Digitizing Imaging For Quilters
Written by: Ernie Ziegler, Memories On Tile , July 2004
Did you know that there is a significant market out there just waiting for an enterprising digital imprinter to tap into it?
The market consists of quilters in general and makers of Memory Quilts in particular. They are in need of someone to digitize their photos/artwork and transfer those images onto quality 100% cotton muslin.
LEARNING ABOUT QUILTERS
Before you can approach this potential market, you need to acquaint yourself with some quilting background information.
While stores like JoAnn Fabrics or Hancock Fabrics sell material they are not stores of choice for the segment of the quilting market you want to reach. The quilters you are seeking will be found at the Local Quilt Shops (LQS). These are the stores that sell quality fabrics and carefully cultivate the quilters by publishing newsletters and offering frequent on-site classes by highly qualified instructors; some of whom are the authors of the most popular "How To..." quilting books.

**Your tasks:**
(a) Answer these questions using the quilting article:
(i) What fabric do the quilters want their images transferred onto?
(ii) Where does the quilting article say the quilters you are seeking will be found?
(iii) In what month and year was the quilting article written?
(b) List every activity that the quilting article says the Local Quilt Shops carry out.
(c) Output the portion of the quilting article that starts at the words "Digitizing Imaging For" and ends after "quilting background information.".
You won't need the entries to do any of this.

(Region annotation entries)
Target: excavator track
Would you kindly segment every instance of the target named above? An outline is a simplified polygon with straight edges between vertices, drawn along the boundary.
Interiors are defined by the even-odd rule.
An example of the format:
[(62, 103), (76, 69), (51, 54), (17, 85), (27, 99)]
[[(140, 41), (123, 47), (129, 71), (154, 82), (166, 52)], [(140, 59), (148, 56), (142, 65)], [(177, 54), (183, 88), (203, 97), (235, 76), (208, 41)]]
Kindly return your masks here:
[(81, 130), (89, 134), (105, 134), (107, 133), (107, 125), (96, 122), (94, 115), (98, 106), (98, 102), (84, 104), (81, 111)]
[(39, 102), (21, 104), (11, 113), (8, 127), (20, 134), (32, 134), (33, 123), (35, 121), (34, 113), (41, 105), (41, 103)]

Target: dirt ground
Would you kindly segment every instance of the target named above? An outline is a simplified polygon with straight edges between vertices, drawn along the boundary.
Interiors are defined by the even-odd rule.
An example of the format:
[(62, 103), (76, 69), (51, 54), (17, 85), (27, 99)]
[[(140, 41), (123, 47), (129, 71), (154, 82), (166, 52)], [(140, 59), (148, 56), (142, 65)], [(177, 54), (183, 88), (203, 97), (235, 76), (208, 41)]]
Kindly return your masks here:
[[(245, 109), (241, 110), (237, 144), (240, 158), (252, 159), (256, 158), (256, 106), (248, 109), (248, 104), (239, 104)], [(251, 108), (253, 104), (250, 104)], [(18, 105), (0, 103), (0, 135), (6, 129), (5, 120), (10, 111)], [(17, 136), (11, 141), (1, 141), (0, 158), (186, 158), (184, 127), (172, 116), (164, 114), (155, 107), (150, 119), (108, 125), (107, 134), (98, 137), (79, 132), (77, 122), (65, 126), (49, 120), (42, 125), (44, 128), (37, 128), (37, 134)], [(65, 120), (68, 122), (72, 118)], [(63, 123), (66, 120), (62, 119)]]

**Answers for the exercise:**
(a)
(i) Quality 100% cotton muslin
(ii) At the Local Quilt Shops (LQS)
(iii) July 2004

(b)
- Selling quality fabrics
- Publishing newsletters
- Offering frequent on-site classes by highly qualified instructors

(c)
Digitizing Imaging For Quilters
Written by: Ernie Ziegler, Memories On Tile , July 2004
Did you know that there is a significant market out there just waiting for an enterprising digital imprinter to tap into it?
The market consists of quilters in general and makers of Memory Quilts in particular. They are in need of someone to digitize their photos/artwork and transfer those images onto quality 100% cotton muslin.
LEARNING ABOUT QUILTERS
Before you can approach this potential market, you need to acquaint yourself with some quilting background information.